-- start of Records provided --

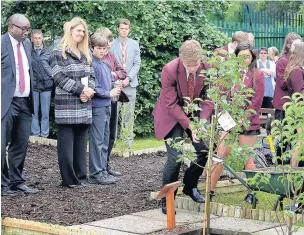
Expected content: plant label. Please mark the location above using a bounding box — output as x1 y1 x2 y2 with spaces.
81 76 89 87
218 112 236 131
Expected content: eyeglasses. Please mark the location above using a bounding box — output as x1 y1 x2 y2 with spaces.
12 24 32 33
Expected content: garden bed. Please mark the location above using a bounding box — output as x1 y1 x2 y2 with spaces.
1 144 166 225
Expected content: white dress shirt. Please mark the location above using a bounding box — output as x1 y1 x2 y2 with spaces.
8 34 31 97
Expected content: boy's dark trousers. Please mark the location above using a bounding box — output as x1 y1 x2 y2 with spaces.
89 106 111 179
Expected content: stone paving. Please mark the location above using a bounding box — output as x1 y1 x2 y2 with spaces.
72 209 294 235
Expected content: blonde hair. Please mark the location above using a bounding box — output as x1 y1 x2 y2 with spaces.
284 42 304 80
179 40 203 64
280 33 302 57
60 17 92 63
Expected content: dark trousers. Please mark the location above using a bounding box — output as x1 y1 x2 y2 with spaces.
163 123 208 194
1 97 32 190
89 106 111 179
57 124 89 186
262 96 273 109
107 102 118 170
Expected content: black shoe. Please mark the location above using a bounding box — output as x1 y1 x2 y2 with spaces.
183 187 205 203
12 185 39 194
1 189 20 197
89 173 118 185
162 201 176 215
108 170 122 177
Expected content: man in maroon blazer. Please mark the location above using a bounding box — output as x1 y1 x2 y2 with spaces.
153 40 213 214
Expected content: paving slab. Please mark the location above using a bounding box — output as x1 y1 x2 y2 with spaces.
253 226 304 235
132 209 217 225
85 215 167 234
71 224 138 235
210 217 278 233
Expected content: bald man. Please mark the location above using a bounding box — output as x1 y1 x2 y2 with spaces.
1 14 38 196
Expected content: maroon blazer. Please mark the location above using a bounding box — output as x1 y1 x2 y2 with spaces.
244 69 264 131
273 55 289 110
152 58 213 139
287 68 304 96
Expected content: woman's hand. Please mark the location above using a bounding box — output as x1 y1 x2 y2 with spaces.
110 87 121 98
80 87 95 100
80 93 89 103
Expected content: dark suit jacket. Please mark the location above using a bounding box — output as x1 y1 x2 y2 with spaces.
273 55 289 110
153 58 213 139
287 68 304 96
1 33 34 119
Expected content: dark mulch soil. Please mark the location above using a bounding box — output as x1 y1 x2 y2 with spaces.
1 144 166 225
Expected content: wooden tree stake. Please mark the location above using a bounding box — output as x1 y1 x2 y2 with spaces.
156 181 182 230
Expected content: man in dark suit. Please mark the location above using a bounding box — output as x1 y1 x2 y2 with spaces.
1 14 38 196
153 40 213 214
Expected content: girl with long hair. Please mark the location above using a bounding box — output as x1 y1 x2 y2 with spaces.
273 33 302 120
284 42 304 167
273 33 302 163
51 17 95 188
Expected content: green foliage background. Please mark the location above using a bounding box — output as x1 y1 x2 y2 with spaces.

-- end of Records provided --

■ **What to work on**: Copy out every one of the entries above word for word, leaving out the picture.

■ **Task solution**:
Expected content: plant label. Please mark the location above using a bounding box — output as x1 y1 x2 y2 with spaces.
81 76 89 87
218 112 236 131
Expected content: eyeglasses. Please mark the location above using a bounding box — output as x1 y1 x2 y2 with spaces.
12 24 32 33
Expected content: garden bed. Please mark the location above using a bounding box — output as x1 y1 x2 y2 with spaces.
1 144 166 225
Expected content: white dress shirt. Please mark the location above using a bounding box — output as x1 y1 x2 y2 with spaces.
8 34 31 97
Expected content: boy's dark trousers. Please mark the location above using a bounding box — output as x1 y1 x2 y2 with spaces.
89 106 111 179
Expected content: stone paving. Please mark the location above using a bounding box — output as x1 y1 x2 y2 with spaces.
72 209 294 235
Expected content: blonde hair. Please mark the location above using a bounding box — output as x1 y1 x2 y2 with spaces.
284 42 304 80
179 40 203 64
280 33 302 57
60 17 92 63
Expected content: dark trousers. Please mark the location above using a bounding box — output as x1 y1 x2 y2 with spaces.
163 123 208 194
1 97 32 190
89 106 111 179
57 124 89 186
262 96 273 109
107 102 118 170
Expected content: black shoe. Please mark the location above using a bounding box — output as x1 y1 x2 y2 with spaces.
183 187 205 203
12 185 39 194
1 189 20 197
89 173 118 185
162 201 176 215
108 170 122 177
Expected content: man in maroon blazer. Please mark the location above using a bounding box — output as x1 y1 x2 y2 with spaces.
153 40 213 214
Expected content: paving slab. Please mark the location above using a bounding box — output as x1 y1 x2 y2 with spaces.
253 226 304 235
132 209 217 225
85 215 167 234
71 224 138 235
210 217 278 233
Expected content: bald man. Please mark the location above using a bounding box — output as x1 y1 x2 y2 with spaces.
1 14 38 196
Expected content: maroon blazer. Please mark the location above using a bounding box — output as x1 y1 x2 y2 with spaces.
244 69 264 131
273 55 289 110
152 58 213 139
287 68 304 96
Expected content: woman's hand. Please mark the location above using a bounding box — output as x1 y1 x2 y2 with spaces.
110 87 121 98
80 87 95 100
80 93 89 103
Expected content: dark suit jacket. Please mark the location above using a bounding box — output as x1 y1 x2 y2 with spaces.
273 55 289 110
153 58 213 139
287 68 304 96
1 33 34 119
Expected content: dark mulch soil. Please mark the location above using a bounding box — output as x1 y1 x2 y2 with spaces.
1 144 166 225
Expected content: wooden tree stake. Please mark the location above using a bounding box — output as x1 y1 x2 y2 with spaces.
156 181 182 230
Expected content: man in dark suit. Please mark the location above using a bounding box — output as x1 y1 x2 y2 with spaces.
1 14 38 196
153 40 213 214
Expected content: girl with long hair. Please mark the location above using a bounding box — output as x1 y1 x2 y2 with spaces.
273 33 302 120
284 42 304 167
273 33 302 163
51 17 95 188
Expected content: green foliage background. Please mark the location above using a bounding box — output as x1 y1 x2 y2 with spaces.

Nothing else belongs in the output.